[[ Data in this exercise, beginning ]]

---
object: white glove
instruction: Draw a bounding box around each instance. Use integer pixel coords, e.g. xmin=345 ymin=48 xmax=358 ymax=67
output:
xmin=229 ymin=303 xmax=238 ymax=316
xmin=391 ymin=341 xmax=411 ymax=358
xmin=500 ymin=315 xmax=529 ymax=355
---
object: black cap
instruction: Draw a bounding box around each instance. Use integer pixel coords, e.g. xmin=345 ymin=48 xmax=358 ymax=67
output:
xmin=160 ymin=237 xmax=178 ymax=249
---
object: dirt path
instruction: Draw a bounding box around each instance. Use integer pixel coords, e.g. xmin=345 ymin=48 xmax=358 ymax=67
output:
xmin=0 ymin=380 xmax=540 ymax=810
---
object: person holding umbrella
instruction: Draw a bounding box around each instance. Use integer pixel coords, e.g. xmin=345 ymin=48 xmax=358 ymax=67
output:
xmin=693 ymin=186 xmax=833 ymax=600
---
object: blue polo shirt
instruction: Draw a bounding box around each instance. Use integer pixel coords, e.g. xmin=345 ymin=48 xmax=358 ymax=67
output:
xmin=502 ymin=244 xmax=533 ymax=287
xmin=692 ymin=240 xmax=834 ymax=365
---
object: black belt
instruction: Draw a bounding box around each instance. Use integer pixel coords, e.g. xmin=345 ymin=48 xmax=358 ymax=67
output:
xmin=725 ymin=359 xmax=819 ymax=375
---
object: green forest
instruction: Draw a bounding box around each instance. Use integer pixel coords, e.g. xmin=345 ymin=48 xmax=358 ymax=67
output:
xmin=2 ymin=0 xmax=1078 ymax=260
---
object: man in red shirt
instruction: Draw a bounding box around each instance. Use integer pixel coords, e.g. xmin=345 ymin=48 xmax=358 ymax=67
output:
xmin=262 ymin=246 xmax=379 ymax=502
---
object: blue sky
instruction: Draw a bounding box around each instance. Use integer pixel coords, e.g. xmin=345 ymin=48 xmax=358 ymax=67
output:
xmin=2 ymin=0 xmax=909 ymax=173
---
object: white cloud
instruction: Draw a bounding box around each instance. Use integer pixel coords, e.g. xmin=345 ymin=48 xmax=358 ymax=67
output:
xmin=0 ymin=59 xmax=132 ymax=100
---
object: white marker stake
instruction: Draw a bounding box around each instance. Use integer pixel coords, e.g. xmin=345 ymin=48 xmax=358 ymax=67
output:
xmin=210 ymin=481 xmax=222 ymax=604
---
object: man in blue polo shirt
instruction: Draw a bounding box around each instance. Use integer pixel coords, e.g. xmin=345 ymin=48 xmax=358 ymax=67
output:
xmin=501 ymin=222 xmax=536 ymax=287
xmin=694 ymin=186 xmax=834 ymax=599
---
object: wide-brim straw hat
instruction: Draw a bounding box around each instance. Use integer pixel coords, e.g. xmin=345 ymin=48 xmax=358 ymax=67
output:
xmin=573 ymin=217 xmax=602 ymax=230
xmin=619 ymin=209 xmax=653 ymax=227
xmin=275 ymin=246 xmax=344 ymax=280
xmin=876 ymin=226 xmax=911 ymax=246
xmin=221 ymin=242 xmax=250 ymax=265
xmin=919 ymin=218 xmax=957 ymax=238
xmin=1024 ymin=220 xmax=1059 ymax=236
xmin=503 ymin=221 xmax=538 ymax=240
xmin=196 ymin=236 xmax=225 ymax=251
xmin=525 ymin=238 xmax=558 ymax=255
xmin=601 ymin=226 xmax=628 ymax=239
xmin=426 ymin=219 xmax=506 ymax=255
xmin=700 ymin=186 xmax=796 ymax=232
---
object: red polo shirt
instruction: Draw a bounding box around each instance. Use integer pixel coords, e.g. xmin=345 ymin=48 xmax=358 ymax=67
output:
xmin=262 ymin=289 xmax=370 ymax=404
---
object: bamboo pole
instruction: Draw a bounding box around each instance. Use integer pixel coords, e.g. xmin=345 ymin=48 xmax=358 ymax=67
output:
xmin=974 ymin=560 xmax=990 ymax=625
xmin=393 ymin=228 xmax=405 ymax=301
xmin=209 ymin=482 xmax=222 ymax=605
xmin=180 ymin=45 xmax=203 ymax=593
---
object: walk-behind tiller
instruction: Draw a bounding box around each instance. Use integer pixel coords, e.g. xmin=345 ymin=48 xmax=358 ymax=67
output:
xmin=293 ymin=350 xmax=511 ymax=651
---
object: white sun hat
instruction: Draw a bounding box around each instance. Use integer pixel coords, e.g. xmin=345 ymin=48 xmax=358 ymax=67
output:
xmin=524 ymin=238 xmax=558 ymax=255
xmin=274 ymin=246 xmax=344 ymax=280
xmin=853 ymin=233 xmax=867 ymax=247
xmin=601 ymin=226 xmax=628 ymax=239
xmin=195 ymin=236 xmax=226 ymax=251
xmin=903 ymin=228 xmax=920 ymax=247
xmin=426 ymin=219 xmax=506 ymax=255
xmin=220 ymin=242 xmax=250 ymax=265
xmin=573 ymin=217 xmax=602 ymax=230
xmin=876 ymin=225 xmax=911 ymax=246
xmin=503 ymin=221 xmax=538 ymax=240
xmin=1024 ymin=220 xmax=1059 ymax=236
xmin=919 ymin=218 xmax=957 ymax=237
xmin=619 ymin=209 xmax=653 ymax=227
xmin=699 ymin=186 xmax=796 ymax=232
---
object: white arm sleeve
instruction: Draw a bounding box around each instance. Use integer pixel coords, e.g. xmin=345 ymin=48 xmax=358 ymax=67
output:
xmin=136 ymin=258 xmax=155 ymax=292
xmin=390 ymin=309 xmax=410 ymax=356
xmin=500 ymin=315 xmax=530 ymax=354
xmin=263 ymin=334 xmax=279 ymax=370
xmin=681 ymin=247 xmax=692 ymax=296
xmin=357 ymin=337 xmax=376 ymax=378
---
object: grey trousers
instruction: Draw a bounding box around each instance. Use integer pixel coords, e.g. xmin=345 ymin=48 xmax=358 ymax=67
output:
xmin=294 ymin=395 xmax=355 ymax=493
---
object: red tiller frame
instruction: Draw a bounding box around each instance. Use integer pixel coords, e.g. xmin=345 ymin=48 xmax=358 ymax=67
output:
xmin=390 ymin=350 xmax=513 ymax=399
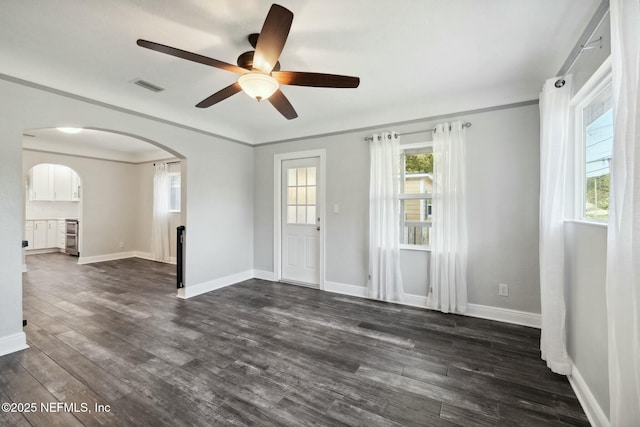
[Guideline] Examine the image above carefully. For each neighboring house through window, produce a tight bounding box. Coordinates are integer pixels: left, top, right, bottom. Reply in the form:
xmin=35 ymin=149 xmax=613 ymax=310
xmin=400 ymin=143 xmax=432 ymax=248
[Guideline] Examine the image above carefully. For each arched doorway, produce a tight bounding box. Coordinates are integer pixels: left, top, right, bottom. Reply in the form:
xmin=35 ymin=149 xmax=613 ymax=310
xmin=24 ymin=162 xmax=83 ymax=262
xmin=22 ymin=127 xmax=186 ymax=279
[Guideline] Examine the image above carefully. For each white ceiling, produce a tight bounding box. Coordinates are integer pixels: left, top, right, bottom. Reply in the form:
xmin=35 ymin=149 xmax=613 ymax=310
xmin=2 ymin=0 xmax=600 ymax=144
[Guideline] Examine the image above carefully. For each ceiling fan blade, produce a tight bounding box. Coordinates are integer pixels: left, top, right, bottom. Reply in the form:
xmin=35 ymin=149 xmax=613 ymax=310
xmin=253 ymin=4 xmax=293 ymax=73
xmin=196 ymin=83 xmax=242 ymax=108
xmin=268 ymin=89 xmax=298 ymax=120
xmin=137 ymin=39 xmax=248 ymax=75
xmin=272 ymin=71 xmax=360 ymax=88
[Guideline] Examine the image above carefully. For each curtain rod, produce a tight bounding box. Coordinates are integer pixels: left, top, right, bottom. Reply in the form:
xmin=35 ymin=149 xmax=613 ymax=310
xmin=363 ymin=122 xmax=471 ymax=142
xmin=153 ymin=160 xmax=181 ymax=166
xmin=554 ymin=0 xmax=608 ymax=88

[[ Data in this exercise, end ]]

_What this task involves_
Extract exactly and only the lines above from the line containing "object: blue polo shirt" through the line containing "object: blue sky", both end lines included.

_Response area_
object: blue polo shirt
instruction: Draw a bounding box around each instance. Use integer pixel coords, e.g. xmin=345 ymin=48 xmax=358 ymax=67
output:
xmin=502 ymin=244 xmax=533 ymax=287
xmin=692 ymin=240 xmax=834 ymax=365
---
object: black belt
instruction: Draw a bounding box around each instance. Use integer pixel coords, e.g. xmin=345 ymin=48 xmax=358 ymax=67
output:
xmin=725 ymin=359 xmax=819 ymax=375
---
object: green forest
instruction: Draw a bounding box around each instance. Use integer pixel coords, e.g. xmin=345 ymin=48 xmax=358 ymax=67
output:
xmin=2 ymin=0 xmax=1078 ymax=260
---
object: man in red shirt
instruction: Draw a bounding box around each instance. Use integer pixel coords, e.g. xmin=345 ymin=48 xmax=358 ymax=67
output:
xmin=262 ymin=246 xmax=379 ymax=502
---
object: blue sky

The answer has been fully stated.